- Required work:
Switch "banner sign" to "placard" in the stretch of lines that opens with the line containing "Where in the photo above do you see the white banner" and closes with the line containing "[902,104,978,159]". Return only those lines, with nothing else altered.

- Exercise material:
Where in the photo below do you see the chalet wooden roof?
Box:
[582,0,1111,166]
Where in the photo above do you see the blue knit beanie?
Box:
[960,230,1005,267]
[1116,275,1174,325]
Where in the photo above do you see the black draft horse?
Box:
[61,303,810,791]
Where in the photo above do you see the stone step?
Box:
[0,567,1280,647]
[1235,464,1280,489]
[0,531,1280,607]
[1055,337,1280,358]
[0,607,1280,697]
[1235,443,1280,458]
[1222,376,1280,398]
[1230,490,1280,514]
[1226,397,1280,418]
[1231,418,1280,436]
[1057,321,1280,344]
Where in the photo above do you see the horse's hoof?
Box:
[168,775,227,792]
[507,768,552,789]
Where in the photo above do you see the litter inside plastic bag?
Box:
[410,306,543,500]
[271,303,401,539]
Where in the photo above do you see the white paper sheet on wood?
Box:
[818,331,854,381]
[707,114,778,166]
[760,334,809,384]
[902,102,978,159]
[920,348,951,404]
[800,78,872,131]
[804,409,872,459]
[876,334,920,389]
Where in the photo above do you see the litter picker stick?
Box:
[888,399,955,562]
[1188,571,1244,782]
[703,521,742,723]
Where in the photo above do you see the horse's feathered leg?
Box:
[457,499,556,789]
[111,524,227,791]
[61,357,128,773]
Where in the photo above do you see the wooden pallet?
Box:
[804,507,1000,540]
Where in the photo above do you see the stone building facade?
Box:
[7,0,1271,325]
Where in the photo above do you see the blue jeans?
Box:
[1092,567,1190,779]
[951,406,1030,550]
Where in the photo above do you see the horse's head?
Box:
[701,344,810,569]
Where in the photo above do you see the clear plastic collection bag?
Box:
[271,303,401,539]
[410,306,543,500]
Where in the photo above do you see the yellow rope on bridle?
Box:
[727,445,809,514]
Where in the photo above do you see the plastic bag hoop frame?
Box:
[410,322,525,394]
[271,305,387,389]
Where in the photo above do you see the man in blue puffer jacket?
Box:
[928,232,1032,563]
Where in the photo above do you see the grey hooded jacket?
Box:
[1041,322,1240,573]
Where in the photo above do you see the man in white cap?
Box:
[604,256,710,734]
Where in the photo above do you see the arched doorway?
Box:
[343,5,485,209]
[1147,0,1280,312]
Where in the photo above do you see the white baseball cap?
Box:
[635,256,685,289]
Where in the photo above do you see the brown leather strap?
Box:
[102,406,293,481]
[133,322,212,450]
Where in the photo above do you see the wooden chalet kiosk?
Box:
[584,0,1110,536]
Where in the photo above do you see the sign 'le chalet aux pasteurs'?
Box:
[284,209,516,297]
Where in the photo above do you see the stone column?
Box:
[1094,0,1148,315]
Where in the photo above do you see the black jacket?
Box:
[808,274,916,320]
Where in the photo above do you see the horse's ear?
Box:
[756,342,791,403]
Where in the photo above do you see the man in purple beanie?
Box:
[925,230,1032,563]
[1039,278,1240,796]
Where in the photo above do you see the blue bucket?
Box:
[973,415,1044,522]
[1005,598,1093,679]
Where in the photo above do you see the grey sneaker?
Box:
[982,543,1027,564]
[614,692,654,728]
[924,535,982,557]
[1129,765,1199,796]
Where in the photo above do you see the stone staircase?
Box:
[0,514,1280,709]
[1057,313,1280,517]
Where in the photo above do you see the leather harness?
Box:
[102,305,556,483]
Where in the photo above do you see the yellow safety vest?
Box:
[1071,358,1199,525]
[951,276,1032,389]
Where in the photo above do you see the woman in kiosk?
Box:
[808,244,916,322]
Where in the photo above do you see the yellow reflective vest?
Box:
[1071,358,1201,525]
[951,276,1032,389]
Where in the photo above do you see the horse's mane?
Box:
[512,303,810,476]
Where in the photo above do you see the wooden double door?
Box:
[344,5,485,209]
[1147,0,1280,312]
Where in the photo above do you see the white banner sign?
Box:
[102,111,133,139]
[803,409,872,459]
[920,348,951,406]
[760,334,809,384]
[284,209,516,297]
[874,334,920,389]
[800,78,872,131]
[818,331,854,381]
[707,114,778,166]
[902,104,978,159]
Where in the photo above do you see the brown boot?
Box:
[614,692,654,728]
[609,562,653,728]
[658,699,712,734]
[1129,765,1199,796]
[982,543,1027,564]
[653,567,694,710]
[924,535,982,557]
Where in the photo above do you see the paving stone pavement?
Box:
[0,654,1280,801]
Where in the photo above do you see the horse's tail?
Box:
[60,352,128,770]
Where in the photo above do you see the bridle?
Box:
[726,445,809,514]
* * *
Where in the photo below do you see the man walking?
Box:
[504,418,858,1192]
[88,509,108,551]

- Output below:
Where in the photo above do you see the white placard?
Box:
[102,111,133,139]
[803,409,872,459]
[920,348,951,406]
[760,334,809,384]
[284,209,516,297]
[874,334,920,389]
[800,78,872,131]
[818,331,854,381]
[707,114,778,166]
[902,104,978,159]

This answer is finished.